__Direction__. Arrange the listing below as a JSON list of strings, one string for each line and no blank lines. Leave the pictures out.

__Dataset excerpts__.

>> begin

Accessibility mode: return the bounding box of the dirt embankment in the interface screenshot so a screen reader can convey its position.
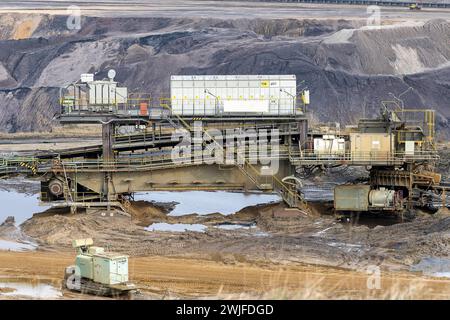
[0,203,450,299]
[0,14,450,136]
[16,199,450,270]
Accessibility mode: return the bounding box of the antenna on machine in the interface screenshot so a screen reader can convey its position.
[108,69,116,81]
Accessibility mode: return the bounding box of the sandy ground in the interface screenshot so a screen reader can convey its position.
[0,252,450,299]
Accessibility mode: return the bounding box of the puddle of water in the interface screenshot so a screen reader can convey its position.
[410,257,450,278]
[0,190,49,226]
[214,223,256,230]
[340,212,402,229]
[0,240,37,251]
[0,282,62,299]
[134,191,280,216]
[145,222,208,232]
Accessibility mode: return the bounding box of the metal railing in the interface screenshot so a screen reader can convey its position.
[60,96,303,118]
[289,149,439,164]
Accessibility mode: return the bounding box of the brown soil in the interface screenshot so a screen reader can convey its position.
[0,251,450,299]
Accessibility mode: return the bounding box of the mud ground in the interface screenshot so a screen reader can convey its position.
[0,202,450,299]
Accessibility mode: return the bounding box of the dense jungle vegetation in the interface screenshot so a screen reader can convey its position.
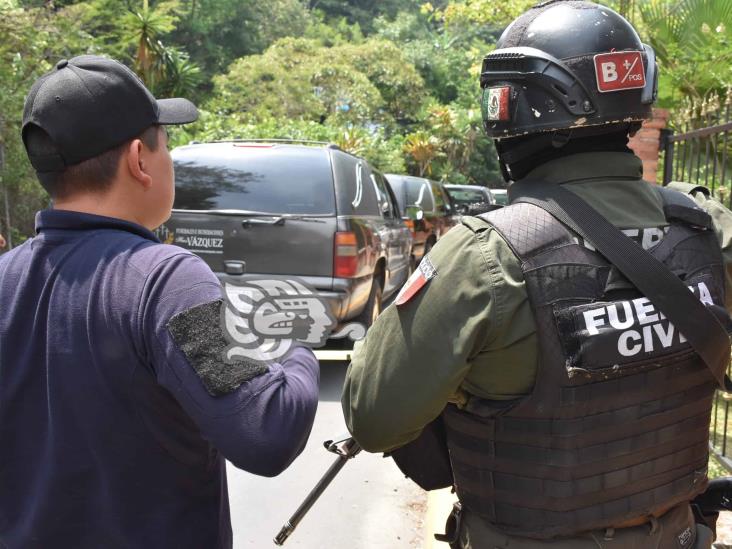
[0,0,732,241]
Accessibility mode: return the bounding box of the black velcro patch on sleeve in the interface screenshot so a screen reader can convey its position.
[168,299,269,396]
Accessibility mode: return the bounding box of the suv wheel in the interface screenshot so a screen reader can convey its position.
[357,275,383,328]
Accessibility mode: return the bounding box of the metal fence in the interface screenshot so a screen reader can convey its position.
[661,98,732,202]
[661,95,732,471]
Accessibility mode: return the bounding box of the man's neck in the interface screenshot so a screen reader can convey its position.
[53,194,150,229]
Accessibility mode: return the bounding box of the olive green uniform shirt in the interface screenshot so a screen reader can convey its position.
[342,153,732,452]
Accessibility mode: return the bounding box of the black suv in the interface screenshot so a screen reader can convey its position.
[386,173,459,268]
[161,141,411,332]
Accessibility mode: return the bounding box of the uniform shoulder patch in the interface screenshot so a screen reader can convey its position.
[396,256,437,307]
[167,299,269,396]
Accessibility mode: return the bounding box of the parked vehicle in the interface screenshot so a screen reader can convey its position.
[386,174,459,268]
[161,141,411,332]
[445,185,496,215]
[491,189,508,206]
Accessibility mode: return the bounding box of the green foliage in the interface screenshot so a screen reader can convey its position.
[170,0,311,84]
[208,38,424,126]
[639,0,732,107]
[0,0,95,244]
[5,0,732,241]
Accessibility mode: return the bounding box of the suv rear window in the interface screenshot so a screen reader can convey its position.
[172,143,335,215]
[447,189,488,204]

>> end

__The answer__.
[
  "Accessibility mode: return the bounding box of the dirt embankment in the interface screenshot so a screen reader can convey its position.",
  "[0,203,450,299]",
  "[0,14,450,136]",
  "[16,199,450,270]",
  "Accessibility mode: return the bounding box of the antenna on machine in the interface screenshot so a screen reader can convey its position.",
  "[108,69,116,81]",
  "Accessibility mode: return the bounding box of the sandy ground in the interface screenshot so a screen reader can convey its position.",
  "[0,252,450,299]",
  "Accessibility mode: return the bounding box of the puddle of water in the interface screenshot so a screen reader can convey its position.",
  "[410,257,450,278]",
  "[0,190,49,226]",
  "[214,223,256,230]",
  "[340,212,402,229]",
  "[0,240,37,251]",
  "[0,282,62,299]",
  "[134,191,280,216]",
  "[145,222,208,232]",
  "Accessibility mode: return the bounding box of the metal railing in the interface screenshot so a screen reader can convey its position.",
  "[60,96,303,118]",
  "[289,149,439,164]",
  "Accessibility mode: return the bounding box of the brown soil in the interface screenshot so a screen reader can convey its position.",
  "[0,251,450,299]",
  "Accessibility mode: return the bounding box of the mud ground in the interface screenshot so a screen reader can convey its position.",
  "[0,202,450,299]",
  "Accessibility mode: return the bounding box of the dense jungle vegetation in the interface screenshot so a screen reader can convey its position.",
  "[0,0,732,241]",
  "Accessibility mode: return the bounding box of the black velcro patch on sleeve in the interface screenshot so a screen reader can convey its position.",
  "[168,299,269,396]",
  "Accessibility mode: return the bounding box of the suv wheel in the interface screenshot so a screen reader can convey its position.",
  "[357,275,383,328]",
  "Accessibility mode: return the bounding box of the metal fence in the interface screenshot so a screen reader can convey its position.",
  "[661,98,732,202]",
  "[661,95,732,471]",
  "Accessibility mode: return the bounding box of the man's neck in the interface screenshot so a screen reader can convey its position.",
  "[53,194,150,229]",
  "Accessibility mode: return the bounding box of the olive green uniform shirt in the interface screenshot so a screen reader can convey its position.",
  "[342,153,732,452]",
  "Accessibility mode: return the bounding box of the black suv in the interface screenshot so a screen reader can convey its position.",
  "[386,173,459,268]",
  "[161,141,411,332]",
  "Accessibility mode: return the bounding box of the uniform shoulder patch in the interface screenshot so a screen reader can convey its position.",
  "[396,256,437,307]",
  "[167,299,269,396]",
  "Accessibility mode: return the bounding box of the parked vehicle in the interface screenshot so a screen reader can convey its position.",
  "[386,174,459,268]",
  "[161,141,411,332]",
  "[445,185,496,215]",
  "[491,189,508,206]",
  "Accessibility mode: return the bounding box of the green foliage in the interface screenshot so a screen reader can convey its position.",
  "[170,0,311,84]",
  "[208,38,424,126]",
  "[639,0,732,107]",
  "[0,0,95,244]",
  "[5,0,732,241]",
  "Accessibility mode: return the bounding box of the suv rear window in the interface screenshot so a screen reader can convey its position.",
  "[172,143,335,215]",
  "[447,189,488,204]"
]